Your instructions:
Return all the entries. Match them word for word.

(Region pointing data)
• • • • •

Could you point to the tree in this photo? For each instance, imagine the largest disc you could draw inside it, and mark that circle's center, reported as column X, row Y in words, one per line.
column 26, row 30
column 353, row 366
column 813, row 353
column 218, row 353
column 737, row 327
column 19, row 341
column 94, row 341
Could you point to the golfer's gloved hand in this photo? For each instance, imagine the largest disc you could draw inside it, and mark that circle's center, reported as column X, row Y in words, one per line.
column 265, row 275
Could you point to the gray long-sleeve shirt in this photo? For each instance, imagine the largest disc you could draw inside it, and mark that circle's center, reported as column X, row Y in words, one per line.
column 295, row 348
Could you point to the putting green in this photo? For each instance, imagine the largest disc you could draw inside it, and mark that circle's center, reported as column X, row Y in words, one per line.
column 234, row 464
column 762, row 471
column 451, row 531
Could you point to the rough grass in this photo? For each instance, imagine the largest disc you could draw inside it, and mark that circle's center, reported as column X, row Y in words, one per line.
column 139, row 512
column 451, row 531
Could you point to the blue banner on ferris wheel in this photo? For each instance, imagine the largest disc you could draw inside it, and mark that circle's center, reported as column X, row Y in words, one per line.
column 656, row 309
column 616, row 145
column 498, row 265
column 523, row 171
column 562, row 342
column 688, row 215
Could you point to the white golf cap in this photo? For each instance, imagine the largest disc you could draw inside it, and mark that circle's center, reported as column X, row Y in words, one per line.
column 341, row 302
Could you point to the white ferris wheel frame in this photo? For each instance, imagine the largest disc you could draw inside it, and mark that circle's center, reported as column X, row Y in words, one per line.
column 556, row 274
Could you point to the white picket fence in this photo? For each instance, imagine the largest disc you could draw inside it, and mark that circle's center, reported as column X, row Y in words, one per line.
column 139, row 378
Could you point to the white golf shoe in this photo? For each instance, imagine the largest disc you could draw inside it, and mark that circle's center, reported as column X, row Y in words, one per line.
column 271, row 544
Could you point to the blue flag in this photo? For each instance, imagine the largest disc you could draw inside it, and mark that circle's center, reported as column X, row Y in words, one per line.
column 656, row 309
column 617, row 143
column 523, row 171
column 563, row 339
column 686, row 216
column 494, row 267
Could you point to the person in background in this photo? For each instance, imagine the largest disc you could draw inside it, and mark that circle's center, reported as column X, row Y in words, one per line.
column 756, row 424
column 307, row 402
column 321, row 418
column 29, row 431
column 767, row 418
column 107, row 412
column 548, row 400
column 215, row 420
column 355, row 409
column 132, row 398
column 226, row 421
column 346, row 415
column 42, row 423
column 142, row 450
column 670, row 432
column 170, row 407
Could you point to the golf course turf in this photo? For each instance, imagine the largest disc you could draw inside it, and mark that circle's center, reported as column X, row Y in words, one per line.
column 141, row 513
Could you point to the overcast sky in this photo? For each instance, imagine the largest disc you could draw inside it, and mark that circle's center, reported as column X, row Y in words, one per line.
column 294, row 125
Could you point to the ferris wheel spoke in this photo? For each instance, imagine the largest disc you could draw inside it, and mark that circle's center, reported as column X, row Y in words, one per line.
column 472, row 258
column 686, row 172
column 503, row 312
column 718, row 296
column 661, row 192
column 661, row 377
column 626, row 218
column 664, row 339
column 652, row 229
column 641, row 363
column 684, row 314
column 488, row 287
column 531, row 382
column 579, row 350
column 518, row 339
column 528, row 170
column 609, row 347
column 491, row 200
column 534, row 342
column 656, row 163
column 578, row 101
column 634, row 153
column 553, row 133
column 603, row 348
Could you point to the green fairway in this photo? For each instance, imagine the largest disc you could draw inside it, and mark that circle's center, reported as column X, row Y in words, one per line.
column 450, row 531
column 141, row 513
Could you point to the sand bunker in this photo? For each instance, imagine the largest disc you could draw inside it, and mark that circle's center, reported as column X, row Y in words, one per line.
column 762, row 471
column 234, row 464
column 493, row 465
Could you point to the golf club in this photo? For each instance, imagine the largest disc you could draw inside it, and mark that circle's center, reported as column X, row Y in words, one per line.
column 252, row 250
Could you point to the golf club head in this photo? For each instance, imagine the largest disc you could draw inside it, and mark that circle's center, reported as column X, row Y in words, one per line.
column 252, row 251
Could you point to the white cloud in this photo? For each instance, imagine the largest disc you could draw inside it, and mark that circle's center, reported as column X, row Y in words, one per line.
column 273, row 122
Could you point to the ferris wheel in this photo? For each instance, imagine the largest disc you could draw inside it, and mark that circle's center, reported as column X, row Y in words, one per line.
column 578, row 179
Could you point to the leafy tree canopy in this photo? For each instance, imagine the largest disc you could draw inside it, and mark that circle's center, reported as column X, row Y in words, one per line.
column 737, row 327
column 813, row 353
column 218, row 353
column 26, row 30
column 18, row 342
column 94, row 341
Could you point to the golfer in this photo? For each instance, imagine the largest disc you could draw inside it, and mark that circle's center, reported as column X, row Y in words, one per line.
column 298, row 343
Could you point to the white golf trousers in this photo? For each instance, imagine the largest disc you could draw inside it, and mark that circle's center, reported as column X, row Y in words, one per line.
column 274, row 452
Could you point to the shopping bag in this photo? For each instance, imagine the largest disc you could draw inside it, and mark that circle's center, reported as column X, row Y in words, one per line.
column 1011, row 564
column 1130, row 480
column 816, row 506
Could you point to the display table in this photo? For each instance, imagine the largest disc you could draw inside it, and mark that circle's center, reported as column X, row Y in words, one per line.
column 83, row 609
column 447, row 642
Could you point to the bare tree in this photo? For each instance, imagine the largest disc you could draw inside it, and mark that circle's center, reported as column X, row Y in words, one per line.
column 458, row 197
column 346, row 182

• • • • •

Written reply:
Could you point to the tree in this photo? For each instance, imagine the largest disc you could draw inside it, and mark that circle's center, reported as column X, row Y in words, one per line.
column 26, row 30
column 353, row 366
column 813, row 353
column 218, row 353
column 737, row 327
column 19, row 341
column 94, row 341
Could you point to the golfer's gloved hand in this photo? For each instance, imagine the largest disc you could draw inside it, and mark that circle's center, reported as column X, row Y in words, one per line.
column 265, row 275
Could you point to the gray long-sleeve shirt in this photo? For each instance, imagine the largest disc you could draw inside it, and mark that circle's center, reported as column X, row Y in words, one per line.
column 295, row 348
Could you point to the putting green in this photo? For each instance, imagine the largest disc you could draw inside it, and mark that circle's center, reported as column X, row Y in words, one per line.
column 234, row 464
column 762, row 471
column 451, row 531
Could you point to the rough grass in this photo? For each instance, imagine the largest disc you could draw inside it, and mark that circle's center, reported as column X, row Y in words, one per line.
column 139, row 512
column 451, row 531
Could you point to the blue banner on ferris wheel in this photo? For each instance, imagine the largest disc you could draw inside it, and mark that circle's center, reported as column X, row Y in words, one per line.
column 656, row 309
column 616, row 145
column 498, row 265
column 523, row 171
column 562, row 342
column 688, row 215
Could you point to the white golf cap in this photo? For each instance, imagine the largest disc you could draw inside it, and mark that circle's center, reported as column X, row Y in words, one per line.
column 341, row 302
Could you point to the white ferris wheel frame in this photo? For each instance, imagine the largest disc you could draw inside it, and mark that circle's center, reported as column X, row Y in words, one per line.
column 556, row 274
Could you point to the white picket fence in this photo? For each instance, imagine the largest disc you could draw inside it, and mark that circle's center, reported as column X, row Y in words, one per line.
column 139, row 378
Could you point to the white golf shoe in this photo? For each instance, imagine the largest disc you could draw inside it, and mark that circle's center, reported as column X, row Y in words, one per line.
column 271, row 544
Could you point to the blue flag in this photo? For each instance, imagine the largest disc you could draw inside it, and mark that circle's center, reported as column X, row Y in words, one per line.
column 656, row 309
column 617, row 143
column 523, row 171
column 563, row 339
column 686, row 216
column 494, row 267
Could you point to the person in background in this photo? For each instance, imagine the largest disc you could draw inside it, and mark that circle's center, reported as column X, row Y in words, one per line.
column 756, row 424
column 307, row 402
column 321, row 418
column 29, row 431
column 767, row 418
column 107, row 412
column 548, row 400
column 215, row 420
column 355, row 409
column 132, row 398
column 226, row 421
column 346, row 415
column 42, row 423
column 142, row 450
column 670, row 432
column 170, row 407
Could you point to the golf course turf in this photo? For each instance, imagine the largest disc you could draw inside it, and mark that circle's center, reported as column X, row Y in words, one per line.
column 141, row 513
Could you point to the overcast sky in this photo? For each instance, imagine the largest disc you could draw inside it, and mark that circle's center, reported as column X, row Y in words, one per line.
column 294, row 125
Could you point to the ferris wheel spoke in this photo? For each instance, imagine the largest disc you could draw inside it, and mark that circle's center, reported as column X, row Y in words, one per line.
column 472, row 258
column 686, row 172
column 503, row 312
column 718, row 296
column 661, row 192
column 661, row 377
column 626, row 218
column 664, row 339
column 652, row 229
column 641, row 363
column 684, row 314
column 488, row 287
column 531, row 382
column 579, row 350
column 518, row 339
column 528, row 170
column 609, row 347
column 491, row 200
column 534, row 342
column 656, row 163
column 578, row 101
column 634, row 153
column 553, row 133
column 603, row 348
Could you point to the green fairway in this photo? For each instance, imagine the largest disc you could draw inside it, and mark that circle's center, reported as column X, row Y in words, one per line.
column 450, row 531
column 141, row 513
Could you point to the sand bunker in this photo? For each instance, imagine the largest disc you could draw inside it, and mark that circle's center, reported as column X, row Y in words, one per line.
column 762, row 471
column 234, row 464
column 493, row 465
Could you point to the golf club in this photo? For each instance, imagine the largest disc you could draw inside it, and mark that circle's center, reported as column X, row Y in words, one per line.
column 252, row 250
Could you point to the golf club head in this photo? For each instance, imagine the largest disc you could draw inside it, and mark that circle's center, reported as column X, row Y in words, one per line.
column 252, row 251
Could you point to the white cloud in this photo? For each instance, imagine the largest disc you could draw inside it, and mark that circle's center, reported as column X, row Y in words, one per line.
column 273, row 122
Could you point to the ferris wheel in this photo? For each instance, imagine the largest disc you could draw inside it, and mark that circle's center, reported as column X, row Y in words, one per line.
column 578, row 179
Could you point to the leafy tree canopy in this photo? For each instance, imagine the largest disc you could draw inside it, and mark that circle's center, reported as column X, row Y in words, one per line.
column 737, row 327
column 813, row 353
column 218, row 353
column 26, row 30
column 18, row 342
column 94, row 341
Could you point to the golfer in this photo? For each instance, imagine the largest disc you could draw inside it, and mark that circle's center, reported as column X, row Y in words, one per line.
column 298, row 343
Could you point to the white golf trousers in this photo? For each instance, imagine the largest disc you could draw inside it, and mark that circle's center, reported as column X, row Y in words, one per line.
column 274, row 452
Could you point to the shopping bag in this photo? For each instance, imagine the largest disc you could draw inside it, and mark that circle's center, reported as column X, row Y in words, one per line.
column 1011, row 564
column 1130, row 480
column 816, row 506
Could you point to the display table in this photo? For each instance, imagine the largest disc you could draw inside it, and mark that circle's center, reported as column X, row Y in words, one per line.
column 83, row 609
column 447, row 642
Could you point to the bare tree in this photo? For each instance, imagine the largest disc you could draw inside it, and mark that circle's center, reported as column X, row Y in words, one per line.
column 458, row 197
column 346, row 182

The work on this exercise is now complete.